● **EXTRACT TO READ**:
The obligation of the
Company to make payment of Awards in Shares or otherwise shall be subject to all Applicable Laws, and to such approvals by government
agencies, including government agencies in jurisdictions outside of the United States, in each case as may be required or as the
Company deems necessary or advisable. Without limiting the foregoing, the Company shall have no obligation to issue or deliver
evidence of title for Shares subject to Awards granted hereunder prior to: (i) obtaining any approvals from governmental agencies
that the Company determines are necessary or advisable, and (ii) completion of any registration or other qualification with respect
to the Shares under any Applicable Law or ruling of any governmental body that the Company determines to be necessary or advisable
or at a time when any such registration or qualification is not current, has been suspended or otherwise has ceased to be effective.
The inability or impracticability of the Company to obtain or maintain authority from any regulatory body having jurisdiction,
which authority is deemed by the Company’s counsel to be necessary to the lawful issuance and sale of any Shares hereunder,
shall relieve the Company of any liability in respect of the failure to issue or sell such Shares as to which such requisite authority
shall not have been obtained and shall constitute circumstances in which the Committee may determine to amend or cancel Awards
pertaining to such Shares, with or without consideration to the affected Participant. The Company shall be under no obligation
to register pursuant to the Securities Act any of the Shares delivered pursuant to the Plan. If the Shares delivered pursuant to
the Plan may in certain circumstances be exempt from registration pursuant to the Securities Act, the Company may restrict the
transfer of such Shares in such manner as it deems advisable to ensure the availability of any such exemption.

● **Data items**:
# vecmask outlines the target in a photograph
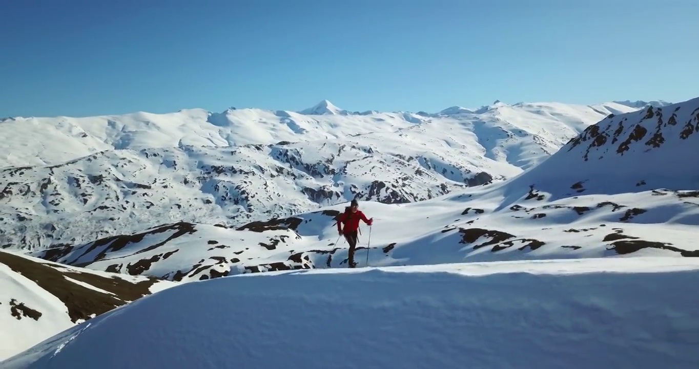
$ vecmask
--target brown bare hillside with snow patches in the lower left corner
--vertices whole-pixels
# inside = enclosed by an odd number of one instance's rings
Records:
[[[173,285],[0,251],[0,360]]]

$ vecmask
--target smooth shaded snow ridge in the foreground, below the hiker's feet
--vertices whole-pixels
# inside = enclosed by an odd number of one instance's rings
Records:
[[[276,274],[181,284],[0,367],[699,366],[699,296],[677,287],[699,284],[695,258]]]

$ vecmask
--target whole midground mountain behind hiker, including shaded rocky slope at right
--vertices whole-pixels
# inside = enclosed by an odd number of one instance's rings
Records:
[[[698,132],[699,98],[610,115],[510,180],[419,202],[361,202],[376,221],[372,238],[363,229],[357,259],[360,266],[366,266],[366,259],[370,266],[391,266],[629,254],[699,256],[694,236],[699,169],[668,165],[674,158],[699,154]],[[338,239],[334,222],[344,206],[251,222],[235,230],[172,224],[33,255],[174,280],[179,280],[175,275],[201,279],[341,268],[346,266],[347,244]],[[165,260],[182,245],[187,252]],[[152,272],[129,271],[129,266],[150,263],[155,263]],[[190,274],[200,268],[215,272]]]

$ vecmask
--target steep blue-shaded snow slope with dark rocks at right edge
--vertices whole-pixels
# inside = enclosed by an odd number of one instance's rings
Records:
[[[649,189],[699,189],[699,97],[612,115],[507,184],[533,185],[552,198]],[[517,195],[512,195],[517,196]]]

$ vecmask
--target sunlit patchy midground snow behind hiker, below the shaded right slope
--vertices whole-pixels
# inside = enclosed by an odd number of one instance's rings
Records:
[[[512,201],[507,191],[506,185],[491,185],[403,205],[360,201],[360,209],[375,222],[371,228],[360,226],[355,260],[359,266],[416,266],[627,257],[636,252],[699,254],[699,194],[691,191],[580,194],[554,201]],[[279,268],[345,268],[348,245],[338,239],[334,221],[345,205],[294,215],[284,222],[296,222],[293,229],[174,224],[168,230],[125,234],[128,242],[119,243],[115,251],[111,241],[87,243],[52,260],[182,281]],[[178,233],[180,229],[189,232]],[[44,250],[31,254],[48,255]],[[94,257],[98,254],[103,256]],[[129,268],[137,264],[138,271]]]

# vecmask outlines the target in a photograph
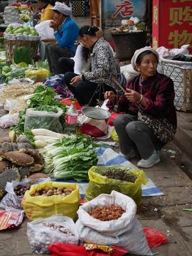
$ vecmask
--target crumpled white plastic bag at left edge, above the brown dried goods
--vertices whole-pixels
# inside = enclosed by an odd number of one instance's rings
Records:
[[[16,124],[18,122],[18,113],[11,114],[13,112],[14,107],[16,106],[16,101],[11,102],[9,113],[4,114],[2,117],[0,117],[0,127],[5,129],[10,127],[13,124]]]

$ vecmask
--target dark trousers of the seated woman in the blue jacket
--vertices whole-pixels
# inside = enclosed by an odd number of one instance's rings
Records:
[[[58,65],[58,59],[60,57],[74,57],[75,53],[68,48],[61,48],[57,43],[46,43],[46,58],[48,59],[48,65],[50,73],[58,75],[62,73],[62,68]]]

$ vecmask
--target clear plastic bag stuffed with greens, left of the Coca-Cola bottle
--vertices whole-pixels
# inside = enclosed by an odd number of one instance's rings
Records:
[[[44,128],[49,129],[53,132],[62,133],[63,127],[60,124],[59,117],[63,114],[63,110],[58,107],[58,112],[47,112],[47,111],[35,111],[34,109],[28,108],[26,110],[26,119],[24,124],[24,130]]]

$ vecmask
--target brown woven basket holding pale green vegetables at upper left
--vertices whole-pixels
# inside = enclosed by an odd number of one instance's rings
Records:
[[[5,45],[5,52],[6,52],[6,61],[12,62],[14,56],[14,48],[21,47],[21,46],[31,46],[33,49],[32,51],[32,58],[33,60],[36,58],[38,52],[38,43],[37,41],[28,41],[28,40],[9,40],[4,38],[4,45]]]

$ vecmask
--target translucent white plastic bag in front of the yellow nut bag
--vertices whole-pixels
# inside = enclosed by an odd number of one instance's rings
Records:
[[[48,246],[53,242],[78,245],[78,231],[73,220],[62,214],[49,218],[38,218],[27,223],[28,242],[32,252],[49,253]]]

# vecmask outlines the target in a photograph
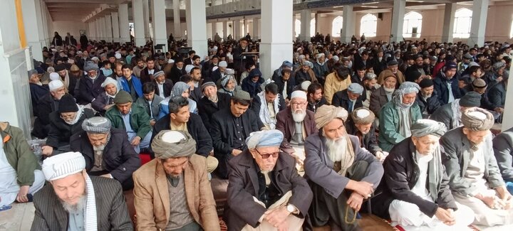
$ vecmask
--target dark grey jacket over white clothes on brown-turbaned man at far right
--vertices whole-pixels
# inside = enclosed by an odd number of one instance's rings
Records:
[[[489,134],[483,142],[484,178],[487,180],[489,188],[504,186],[497,161],[492,155],[492,134]],[[447,176],[449,176],[451,190],[461,195],[471,195],[476,188],[464,177],[470,162],[470,141],[463,134],[463,128],[447,131],[440,139],[440,145],[442,147],[442,163]]]

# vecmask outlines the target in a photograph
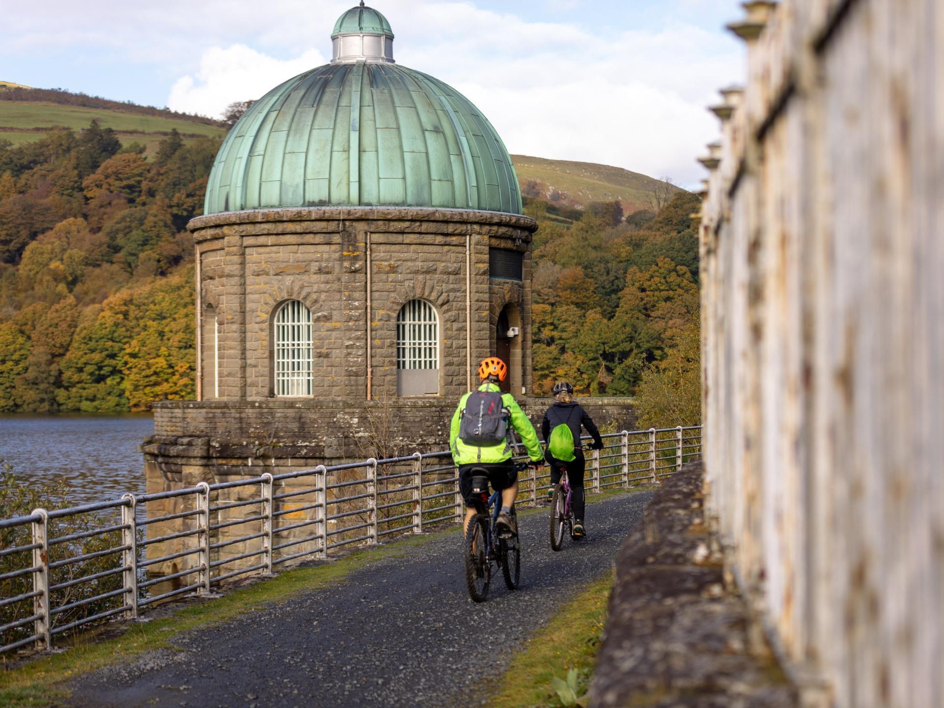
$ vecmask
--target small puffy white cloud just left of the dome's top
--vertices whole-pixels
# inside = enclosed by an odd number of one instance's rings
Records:
[[[282,61],[267,57],[244,44],[203,53],[196,76],[177,79],[167,106],[173,110],[220,117],[233,101],[257,99],[283,81],[325,63],[321,53],[310,49],[297,59]]]

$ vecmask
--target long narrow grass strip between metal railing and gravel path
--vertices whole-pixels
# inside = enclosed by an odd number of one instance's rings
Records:
[[[364,565],[386,558],[405,558],[412,548],[458,529],[453,526],[430,535],[407,537],[386,546],[358,550],[329,563],[288,570],[275,578],[233,589],[223,598],[191,604],[149,622],[131,623],[121,636],[105,641],[97,641],[92,634],[78,635],[71,644],[67,643],[68,651],[0,671],[0,706],[47,706],[66,699],[69,692],[62,683],[78,675],[133,660],[143,651],[174,649],[171,640],[181,632],[226,622],[271,607],[300,592],[344,582]]]

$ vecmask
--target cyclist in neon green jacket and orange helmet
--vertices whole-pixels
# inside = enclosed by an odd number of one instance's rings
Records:
[[[478,391],[496,393],[501,396],[501,414],[504,422],[509,429],[515,430],[521,436],[521,442],[524,443],[528,456],[531,458],[531,466],[540,467],[544,464],[544,453],[534,426],[514,400],[514,396],[501,394],[501,389],[498,387],[498,383],[507,377],[508,366],[505,362],[497,357],[489,357],[479,365],[481,385]],[[518,474],[514,469],[512,447],[507,436],[494,445],[479,445],[466,442],[461,435],[463,414],[472,393],[465,394],[459,401],[449,428],[449,449],[452,450],[453,462],[459,467],[459,488],[465,501],[464,529],[468,529],[469,521],[475,515],[475,500],[472,497],[473,470],[482,470],[488,476],[492,487],[501,492],[501,511],[496,520],[497,526],[503,526],[517,533],[517,524],[512,510],[514,499],[518,495]]]

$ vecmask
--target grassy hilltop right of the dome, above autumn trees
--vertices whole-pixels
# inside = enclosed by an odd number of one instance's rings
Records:
[[[594,162],[546,160],[528,155],[513,155],[512,160],[521,194],[571,207],[618,199],[624,211],[632,213],[649,209],[650,194],[665,185],[638,172]]]

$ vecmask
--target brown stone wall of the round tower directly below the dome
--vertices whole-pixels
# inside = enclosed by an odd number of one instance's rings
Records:
[[[371,262],[372,390],[396,395],[396,314],[413,298],[440,316],[440,394],[466,390],[466,241],[471,246],[471,360],[494,354],[497,313],[522,317],[514,363],[531,390],[531,232],[534,222],[486,211],[292,209],[245,211],[191,222],[201,263],[203,313],[219,326],[219,398],[273,397],[273,317],[301,300],[312,312],[315,398],[366,399],[367,262]],[[489,248],[525,254],[524,278],[495,287]],[[201,360],[211,360],[203,337]],[[216,390],[204,375],[203,397]],[[520,393],[520,392],[516,392]]]

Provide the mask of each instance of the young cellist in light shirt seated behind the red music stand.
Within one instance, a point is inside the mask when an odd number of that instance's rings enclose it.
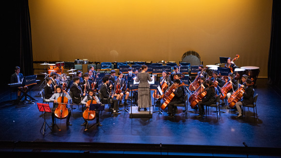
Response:
[[[65,90],[62,91],[61,86],[56,87],[56,93],[54,93],[52,95],[52,97],[50,97],[50,101],[54,102],[53,109],[52,109],[52,124],[51,124],[51,126],[55,125],[55,110],[58,108],[58,105],[59,105],[58,104],[58,98],[60,96],[62,96],[62,93],[64,93],[63,96],[65,96],[67,99],[71,99],[70,95],[68,95],[68,93]],[[68,110],[68,115],[67,115],[67,119],[66,119],[66,125],[71,126],[72,124],[69,122],[69,119],[70,119],[70,116],[71,116],[71,110],[70,109],[67,109],[67,110]]]

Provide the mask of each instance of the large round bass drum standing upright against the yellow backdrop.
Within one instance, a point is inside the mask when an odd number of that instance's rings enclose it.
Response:
[[[200,65],[200,55],[196,51],[189,50],[183,54],[181,63],[190,63],[191,66]]]

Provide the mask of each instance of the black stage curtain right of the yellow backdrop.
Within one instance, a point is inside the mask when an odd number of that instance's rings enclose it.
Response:
[[[268,55],[268,83],[281,88],[281,0],[273,0],[271,39]]]

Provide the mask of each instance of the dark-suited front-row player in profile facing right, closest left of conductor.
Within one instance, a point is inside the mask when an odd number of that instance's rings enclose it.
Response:
[[[114,98],[113,95],[110,94],[110,87],[112,88],[112,84],[110,86],[107,86],[109,84],[109,78],[103,77],[102,78],[103,84],[100,86],[100,93],[103,96],[103,99],[101,102],[103,104],[109,104],[113,102],[113,113],[112,114],[120,114],[117,112],[119,110],[118,108],[118,100]],[[110,96],[111,95],[111,96]]]

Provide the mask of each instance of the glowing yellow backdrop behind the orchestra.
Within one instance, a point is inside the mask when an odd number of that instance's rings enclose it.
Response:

● **DESCRIPTION OF THE TASK**: In the share awards text above, shorten the paragraph that begins "The obligation of the Company" into a bulleted list that keeps its main facts.

● **THE ANSWER**:
- The Company's duty to pay Awards in Shares or otherwise depends on all Applicable Laws and on any government approvals, including approvals from agencies outside the United States, that are required or that the Company considers necessary or advisable.
- The Company does not have to issue or deliver evidence of title for Shares under Awards until:
  - it gets any government approvals it considers necessary or advisable, and
  - any registration or other qualification of the Shares that it considers necessary or advisable is done. It also need not do so while such a registration or qualification is not current, is suspended or has stopped being effective.
- The Company's counsel may consider some regulatory authority necessary for the lawful issuance and sale of Shares. If the Company cannot get or keep that authority, or finds it impracticable to:
  - the Company is not liable for failing to issue or sell those Shares, and
  - the Committee may amend or cancel the related Awards, with or without consideration to the affected Participant.
- The Company does not have to register any Shares delivered under the Plan under the Securities Act.
- If those Shares may be exempt from Securities Act registration, the Company may restrict their transfer in any way it considers advisable to keep the exemption available.